**INSTRUCTIONS TO FOLLOW**
Reproduce the rows below from the line that contains "Prove it: the white door" through the final line of the rows, with both ends included.

Records of labeled boxes:
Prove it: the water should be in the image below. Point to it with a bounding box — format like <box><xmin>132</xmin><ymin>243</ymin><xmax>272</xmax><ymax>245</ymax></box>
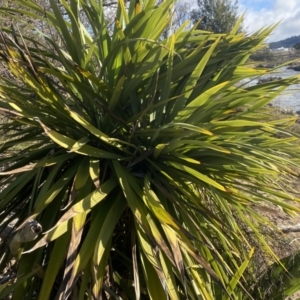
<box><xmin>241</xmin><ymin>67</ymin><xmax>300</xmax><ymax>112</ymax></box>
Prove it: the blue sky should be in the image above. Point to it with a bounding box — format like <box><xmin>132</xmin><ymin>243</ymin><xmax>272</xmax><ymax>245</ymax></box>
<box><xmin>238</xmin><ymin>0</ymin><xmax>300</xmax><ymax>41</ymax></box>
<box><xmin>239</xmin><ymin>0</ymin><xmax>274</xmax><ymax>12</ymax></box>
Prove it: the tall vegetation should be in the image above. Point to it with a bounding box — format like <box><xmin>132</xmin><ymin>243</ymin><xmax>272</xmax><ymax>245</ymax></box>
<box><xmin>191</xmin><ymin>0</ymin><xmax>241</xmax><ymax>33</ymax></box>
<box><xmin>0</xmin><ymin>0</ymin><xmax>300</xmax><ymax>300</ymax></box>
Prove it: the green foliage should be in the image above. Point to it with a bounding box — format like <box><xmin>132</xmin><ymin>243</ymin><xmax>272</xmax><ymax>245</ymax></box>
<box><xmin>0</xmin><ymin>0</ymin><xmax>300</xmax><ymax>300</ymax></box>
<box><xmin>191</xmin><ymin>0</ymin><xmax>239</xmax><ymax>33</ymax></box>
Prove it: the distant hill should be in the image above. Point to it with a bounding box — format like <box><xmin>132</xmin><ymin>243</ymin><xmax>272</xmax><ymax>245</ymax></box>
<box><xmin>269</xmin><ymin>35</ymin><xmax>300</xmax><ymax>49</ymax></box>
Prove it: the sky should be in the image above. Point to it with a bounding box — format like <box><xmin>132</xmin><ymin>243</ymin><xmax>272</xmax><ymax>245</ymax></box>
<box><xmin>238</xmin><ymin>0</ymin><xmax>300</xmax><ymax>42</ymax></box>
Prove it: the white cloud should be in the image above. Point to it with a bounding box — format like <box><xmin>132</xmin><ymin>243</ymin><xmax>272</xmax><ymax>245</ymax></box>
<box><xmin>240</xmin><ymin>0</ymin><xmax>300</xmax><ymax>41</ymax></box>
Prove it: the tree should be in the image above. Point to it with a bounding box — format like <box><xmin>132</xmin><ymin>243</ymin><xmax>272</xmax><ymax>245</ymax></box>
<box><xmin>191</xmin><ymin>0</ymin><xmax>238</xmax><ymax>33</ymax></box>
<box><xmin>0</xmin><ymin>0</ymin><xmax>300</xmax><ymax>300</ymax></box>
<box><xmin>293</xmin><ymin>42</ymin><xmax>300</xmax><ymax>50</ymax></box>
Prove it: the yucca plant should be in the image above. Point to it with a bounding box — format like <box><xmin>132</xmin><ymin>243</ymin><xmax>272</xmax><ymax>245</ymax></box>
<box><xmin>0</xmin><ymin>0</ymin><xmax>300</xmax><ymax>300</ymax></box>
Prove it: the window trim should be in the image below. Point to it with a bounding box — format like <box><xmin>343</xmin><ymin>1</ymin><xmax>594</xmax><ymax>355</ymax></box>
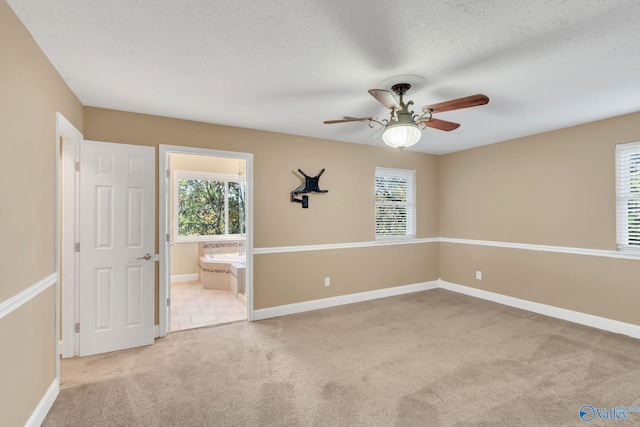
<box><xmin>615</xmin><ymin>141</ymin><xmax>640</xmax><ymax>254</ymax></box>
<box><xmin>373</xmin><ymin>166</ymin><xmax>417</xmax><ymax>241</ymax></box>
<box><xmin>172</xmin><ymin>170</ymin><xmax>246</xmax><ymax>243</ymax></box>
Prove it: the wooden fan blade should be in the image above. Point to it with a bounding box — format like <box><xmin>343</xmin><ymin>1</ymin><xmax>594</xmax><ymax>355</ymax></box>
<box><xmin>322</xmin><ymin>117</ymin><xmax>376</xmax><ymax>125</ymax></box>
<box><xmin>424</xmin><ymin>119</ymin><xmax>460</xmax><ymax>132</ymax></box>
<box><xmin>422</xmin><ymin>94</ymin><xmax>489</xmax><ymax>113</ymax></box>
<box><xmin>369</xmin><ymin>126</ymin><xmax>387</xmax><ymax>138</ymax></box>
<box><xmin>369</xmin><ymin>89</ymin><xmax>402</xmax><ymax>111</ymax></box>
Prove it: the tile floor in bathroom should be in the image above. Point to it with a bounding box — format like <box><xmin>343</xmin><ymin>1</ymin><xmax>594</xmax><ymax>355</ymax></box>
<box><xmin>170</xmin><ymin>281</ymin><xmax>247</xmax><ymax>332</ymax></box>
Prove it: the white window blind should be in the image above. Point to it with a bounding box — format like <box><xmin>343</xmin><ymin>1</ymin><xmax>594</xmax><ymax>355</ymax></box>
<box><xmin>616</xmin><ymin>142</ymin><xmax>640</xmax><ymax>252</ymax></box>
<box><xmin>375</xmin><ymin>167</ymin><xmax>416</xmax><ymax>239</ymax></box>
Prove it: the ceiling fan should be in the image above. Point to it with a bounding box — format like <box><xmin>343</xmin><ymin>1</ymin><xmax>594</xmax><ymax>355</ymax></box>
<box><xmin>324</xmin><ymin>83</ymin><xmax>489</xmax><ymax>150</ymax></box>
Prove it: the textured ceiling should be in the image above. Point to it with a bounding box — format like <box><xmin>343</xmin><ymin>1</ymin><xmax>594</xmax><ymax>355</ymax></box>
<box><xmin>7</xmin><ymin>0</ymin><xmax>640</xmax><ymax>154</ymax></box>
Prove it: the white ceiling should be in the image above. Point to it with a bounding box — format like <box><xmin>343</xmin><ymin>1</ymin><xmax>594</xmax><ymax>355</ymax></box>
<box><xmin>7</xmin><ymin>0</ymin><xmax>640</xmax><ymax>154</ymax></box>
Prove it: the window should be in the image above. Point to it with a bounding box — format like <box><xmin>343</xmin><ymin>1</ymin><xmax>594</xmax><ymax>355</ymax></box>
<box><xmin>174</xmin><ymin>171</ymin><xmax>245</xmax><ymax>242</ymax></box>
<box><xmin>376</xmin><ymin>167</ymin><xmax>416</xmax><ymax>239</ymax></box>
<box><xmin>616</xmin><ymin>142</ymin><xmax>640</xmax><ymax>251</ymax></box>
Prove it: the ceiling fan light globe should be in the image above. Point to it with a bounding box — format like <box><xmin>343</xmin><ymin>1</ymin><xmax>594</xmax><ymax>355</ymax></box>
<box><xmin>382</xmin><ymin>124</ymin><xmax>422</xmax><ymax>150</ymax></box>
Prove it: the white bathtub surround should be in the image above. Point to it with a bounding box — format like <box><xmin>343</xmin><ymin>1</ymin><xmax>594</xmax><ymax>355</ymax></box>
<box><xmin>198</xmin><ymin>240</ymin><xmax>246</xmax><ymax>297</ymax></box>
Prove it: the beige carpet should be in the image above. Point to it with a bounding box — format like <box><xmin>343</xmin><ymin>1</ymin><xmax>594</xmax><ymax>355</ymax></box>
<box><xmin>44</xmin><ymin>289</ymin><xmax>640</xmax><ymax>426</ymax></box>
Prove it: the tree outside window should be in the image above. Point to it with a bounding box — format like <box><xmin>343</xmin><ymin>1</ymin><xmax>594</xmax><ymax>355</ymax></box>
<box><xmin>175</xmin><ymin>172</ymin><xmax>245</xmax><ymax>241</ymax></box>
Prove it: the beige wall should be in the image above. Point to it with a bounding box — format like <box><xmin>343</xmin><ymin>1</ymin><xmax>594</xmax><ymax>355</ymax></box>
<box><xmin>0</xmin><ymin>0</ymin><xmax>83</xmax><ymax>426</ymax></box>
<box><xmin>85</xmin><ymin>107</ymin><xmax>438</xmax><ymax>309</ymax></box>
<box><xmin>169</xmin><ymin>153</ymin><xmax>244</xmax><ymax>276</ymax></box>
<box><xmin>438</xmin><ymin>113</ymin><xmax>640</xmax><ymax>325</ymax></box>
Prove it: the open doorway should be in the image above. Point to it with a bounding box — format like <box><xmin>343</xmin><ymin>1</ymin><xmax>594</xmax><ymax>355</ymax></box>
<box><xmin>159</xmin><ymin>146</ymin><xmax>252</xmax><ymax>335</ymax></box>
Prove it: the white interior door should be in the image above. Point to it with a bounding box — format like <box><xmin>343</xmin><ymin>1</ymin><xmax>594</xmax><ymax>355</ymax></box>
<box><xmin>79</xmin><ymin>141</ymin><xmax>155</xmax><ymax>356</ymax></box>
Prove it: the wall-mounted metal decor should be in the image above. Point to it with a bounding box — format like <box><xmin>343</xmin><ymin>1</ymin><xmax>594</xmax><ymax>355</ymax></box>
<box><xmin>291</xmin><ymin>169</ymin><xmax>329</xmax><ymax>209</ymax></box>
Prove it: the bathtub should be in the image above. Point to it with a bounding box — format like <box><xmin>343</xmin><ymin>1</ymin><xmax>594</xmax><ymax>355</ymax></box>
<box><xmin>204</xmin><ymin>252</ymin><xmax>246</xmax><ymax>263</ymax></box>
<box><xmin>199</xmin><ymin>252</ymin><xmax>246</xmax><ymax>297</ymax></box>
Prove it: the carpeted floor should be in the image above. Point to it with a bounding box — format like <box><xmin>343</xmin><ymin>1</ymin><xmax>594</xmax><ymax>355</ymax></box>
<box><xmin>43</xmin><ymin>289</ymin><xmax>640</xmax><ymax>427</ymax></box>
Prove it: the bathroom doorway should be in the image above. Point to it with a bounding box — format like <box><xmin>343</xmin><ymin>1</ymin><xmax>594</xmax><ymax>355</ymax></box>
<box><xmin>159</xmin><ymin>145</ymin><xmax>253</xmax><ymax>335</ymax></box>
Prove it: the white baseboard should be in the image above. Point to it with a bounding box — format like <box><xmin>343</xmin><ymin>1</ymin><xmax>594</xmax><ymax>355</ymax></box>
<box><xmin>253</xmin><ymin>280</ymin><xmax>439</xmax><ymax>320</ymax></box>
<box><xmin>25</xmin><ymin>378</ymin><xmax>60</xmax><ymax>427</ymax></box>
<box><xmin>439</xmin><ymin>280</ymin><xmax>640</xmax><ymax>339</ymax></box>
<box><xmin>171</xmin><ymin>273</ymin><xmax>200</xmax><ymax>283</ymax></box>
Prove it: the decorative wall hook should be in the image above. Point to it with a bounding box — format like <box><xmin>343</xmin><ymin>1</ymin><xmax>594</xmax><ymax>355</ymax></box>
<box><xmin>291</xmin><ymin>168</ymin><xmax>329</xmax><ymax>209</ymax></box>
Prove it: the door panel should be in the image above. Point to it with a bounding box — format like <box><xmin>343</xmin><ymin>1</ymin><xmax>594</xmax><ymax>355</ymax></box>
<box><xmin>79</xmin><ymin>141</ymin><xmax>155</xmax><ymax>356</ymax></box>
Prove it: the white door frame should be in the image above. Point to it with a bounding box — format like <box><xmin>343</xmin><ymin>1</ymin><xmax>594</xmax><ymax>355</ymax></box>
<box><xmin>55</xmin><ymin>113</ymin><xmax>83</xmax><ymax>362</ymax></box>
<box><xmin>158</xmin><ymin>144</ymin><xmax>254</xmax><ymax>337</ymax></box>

**RESULT OF THIS TASK**
Prove it: the white door frame should be in the image above. Point to it with a bounding box — format like <box><xmin>343</xmin><ymin>1</ymin><xmax>594</xmax><ymax>355</ymax></box>
<box><xmin>55</xmin><ymin>113</ymin><xmax>83</xmax><ymax>362</ymax></box>
<box><xmin>158</xmin><ymin>144</ymin><xmax>254</xmax><ymax>337</ymax></box>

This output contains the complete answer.